### Reading text
[Start of Attachment]

1st Edition

Professional Learning in Changing Contexts

Edited By Tara Fenwick, Monika Nerland, Karen Jensen Copyright 2014

    The knowledge and decisions of professionals influence all facets of modern life, a fact reflected by the increasing and distinct emphasis on public accountability for what professionals know and do. The nature of this accountability has been fundamentally transformed in response to a changing context of market pressures, network arrangements, declining discretion and public trust, and public managerialism. To tackle these challenges, an important body of research has emerged which concentrates on the material elements and processes of professional learning, and considers how these affect wider society.

[End of Attachment]

### Assignment A
Please copy the book description on professional learning word for word, between "Edited By Tara" and "affect wider society.", inclusive.
### Assignment B
Continue the book description on professional learning from its final sentence.
You won't need the data that follows the book description.

### Collected data

[Start of Attachment]

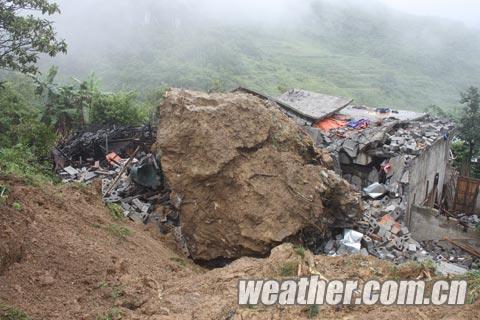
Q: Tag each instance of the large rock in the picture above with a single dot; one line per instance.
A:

[End of Attachment]

### Final answer A
Edited By Tara Fenwick, Monika Nerland, Karen Jensen Copyright 2014

    The knowledge and decisions of professionals influence all facets of modern life, a fact reflected by the increasing and distinct emphasis on public accountability for what professionals know and do. The nature of this accountability has been fundamentally transformed in response to a changing context of market pressures, network arrangements, declining discretion and public trust, and public managerialism. To tackle these challenges, an important body of research has emerged which concentrates on the material elements and processes of professional learning, and considers how these affect wider society.

### Final answer B
    This volume presents specific pressures on professionals’ learning in different occupational contexts ranging from public school teaching to medicine and creative industry. These pressures are wrought by changing regulatory frameworks, changing modes of organising, changing demands and changing knowledge authorities in professional practice. The authors stress the importance of understanding these relations as sociomaterial webs through which the important moments of professional action and decisions emerge. This approach moves us beyond accepting ‘learning’ as an identifiable, individualist phenomenon by emphasising the multiplicities around professional practice ‘standards’ and ‘quality’, workarounds, responsibility, agency, and knowledge practices. As the chapters here demonstrate, sociomaterial perspectives raise new questions and methodologies that can highlight what is often invisible in the sometimes messy dynamics of professional learning, and point to new ways of promoting and supporting professional education.

    This book was originally published as a special issue of the Journal of Education and Work.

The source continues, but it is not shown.